Goal of the exercise = Write out the passage on research regulations below word for word, starting with "Regulations of the" and going on through "subject protection regulations.".
Text shown START
Under DHHS regulations to protect human subjects, certain research areas are exempt. However, if an applicant makes inappropriate designations of the noninvolvement of human subjects or of exempt categories of research, this may result in delays in the review of an application or an application not being reviewed. The PHS will make a final determination as to whether the proposed activities are covered by the regulations or are in an exempt category, based on the information provided in the Research Plan. With the exception of research projects that meet the criteria for Exemption 4, studies that are exempt from the human subjects regulatory requirements must still address the inclusion of women, minorities, and children in the study design.
Regulations of the Food and Drug Administration (21 CFR 50, 21 CFR 56) generally apply to biomedical research involving an unapproved drug, device or biologic and may apply to certain studies of approved products. Additional information on FDA regulations is available at http://www.accessdata.fda.gov/scripts/cdrh/cfdocs/cfcfr/cfrsearch.cfm. If work falls under FDA's regulatory requirements, the grantee must follow both DHHS and FDA human subject protection regulations.
The National Institutes of Health Guidelines for Research Involving Recombinant DNA Molecules (NIH Guidelines) apply to all projects (NIH-funded and non NIH-funded) involving recombinant DNA molecules that are conducted at or sponsored by an institution that receives NIH support for recombinant DNA research. See Part III, 2.9. Research Involving Recombinant DNA, including Human Gene Transfer Research.
Text shown END
Data shown START
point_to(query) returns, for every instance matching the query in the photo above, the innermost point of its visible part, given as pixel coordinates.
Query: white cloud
Data shown END
Written answer =
Regulations of the Food and Drug Administration (21 CFR 50, 21 CFR 56) generally apply to biomedical research involving an unapproved drug, device or biologic and may apply to certain studies of approved products. Additional information on FDA regulations is available at http://www.accessdata.fda.gov/scripts/cdrh/cfdocs/cfcfr/cfrsearch.cfm. If work falls under FDA's regulatory requirements, the grantee must follow both DHHS and FDA human subject protection regulations.